* begin MATERIAL PROVIDED *

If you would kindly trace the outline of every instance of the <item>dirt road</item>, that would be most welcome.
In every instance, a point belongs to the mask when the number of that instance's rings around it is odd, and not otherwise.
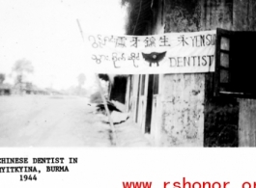
[[[109,125],[87,104],[74,96],[1,96],[0,147],[111,147]]]

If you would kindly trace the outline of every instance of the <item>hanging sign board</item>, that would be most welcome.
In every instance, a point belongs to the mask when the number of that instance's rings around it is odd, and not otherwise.
[[[216,31],[154,36],[87,35],[87,64],[97,73],[214,71]]]

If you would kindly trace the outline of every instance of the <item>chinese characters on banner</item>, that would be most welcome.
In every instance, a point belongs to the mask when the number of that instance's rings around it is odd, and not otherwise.
[[[214,71],[214,31],[155,36],[86,36],[89,67],[97,73]]]

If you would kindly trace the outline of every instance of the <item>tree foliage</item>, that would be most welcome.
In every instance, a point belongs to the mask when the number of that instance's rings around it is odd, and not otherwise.
[[[34,67],[32,63],[26,59],[17,60],[13,67],[13,71],[16,72],[16,82],[22,83],[26,73],[33,73]]]

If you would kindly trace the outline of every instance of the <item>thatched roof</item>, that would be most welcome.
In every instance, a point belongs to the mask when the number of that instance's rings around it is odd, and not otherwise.
[[[122,0],[122,4],[128,5],[126,34],[150,35],[149,28],[154,26],[156,20],[158,0]]]

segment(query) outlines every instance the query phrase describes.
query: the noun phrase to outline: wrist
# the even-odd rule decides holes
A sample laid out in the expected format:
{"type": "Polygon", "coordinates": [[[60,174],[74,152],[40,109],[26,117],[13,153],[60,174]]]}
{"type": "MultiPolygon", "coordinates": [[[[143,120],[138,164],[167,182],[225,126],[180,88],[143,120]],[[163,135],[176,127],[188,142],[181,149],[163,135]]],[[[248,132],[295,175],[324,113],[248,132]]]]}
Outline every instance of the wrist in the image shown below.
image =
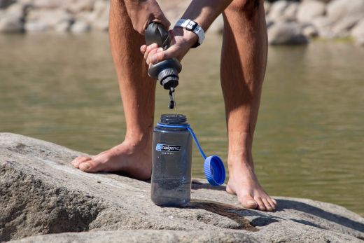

* end MATERIAL PROVIDED *

Could you copy out all of the material above, word for word, leaving out the pictures?

* _OUTPUT FOR THIS EXERCISE_
If you would kindly trace the outline of every instance of the <item>dirt road</item>, that would be most welcome.
In every instance, a point belongs to the mask when the number of that instance's rings around it is odd, and not otherwise.
[[[109,125],[87,104],[74,96],[1,96],[0,147],[111,147]]]

If you would kindly trace the outline of every instance of the <item>hanging sign board</item>, that would be most welcome.
In every instance, a point belongs to the mask when the number of that instance's rings around it is odd, and not otherwise.
[[[216,31],[154,36],[87,35],[87,64],[97,73],[214,71]]]

If you would kindly trace the outline of every instance of the <item>chinese characters on banner</item>, that would be most welcome.
In every instance, a point belongs to the mask when the number of that instance's rings around it is odd, and not otherwise.
[[[214,71],[214,31],[155,36],[86,36],[89,67],[97,73]]]

If you would kindly trace the outline of every instance of the <item>tree foliage</item>, that would be most welcome.
In every instance, a point belongs to the mask when the number of that instance's rings around it is odd, and not otherwise.
[[[34,67],[32,63],[26,59],[17,60],[13,67],[13,71],[16,72],[16,82],[22,83],[26,73],[33,73]]]

If you would kindly trace the outline of every instance of the <item>thatched roof</item>, that would be most welcome.
In every instance, a point belongs to the mask when the number of that instance's rings around it is odd, and not otherwise.
[[[122,0],[122,4],[128,5],[126,34],[150,35],[149,28],[154,26],[156,20],[158,0]]]

segment(query) outlines every instance the query phrase describes.
query: the noun phrase to outline: wrist
# the even-odd rule decides holes
A sample laid out in the expected format:
{"type": "Polygon", "coordinates": [[[60,174],[74,152],[40,109],[26,117],[13,153],[60,174]]]}
{"type": "MultiPolygon", "coordinates": [[[[143,120],[138,164],[167,182],[225,126],[180,88],[143,120]],[[163,135],[176,127],[188,142],[181,149],[163,135]]],[[[248,132],[295,175],[324,113],[248,132]]]]}
Outline every instance of the wrist in the image shown below.
image =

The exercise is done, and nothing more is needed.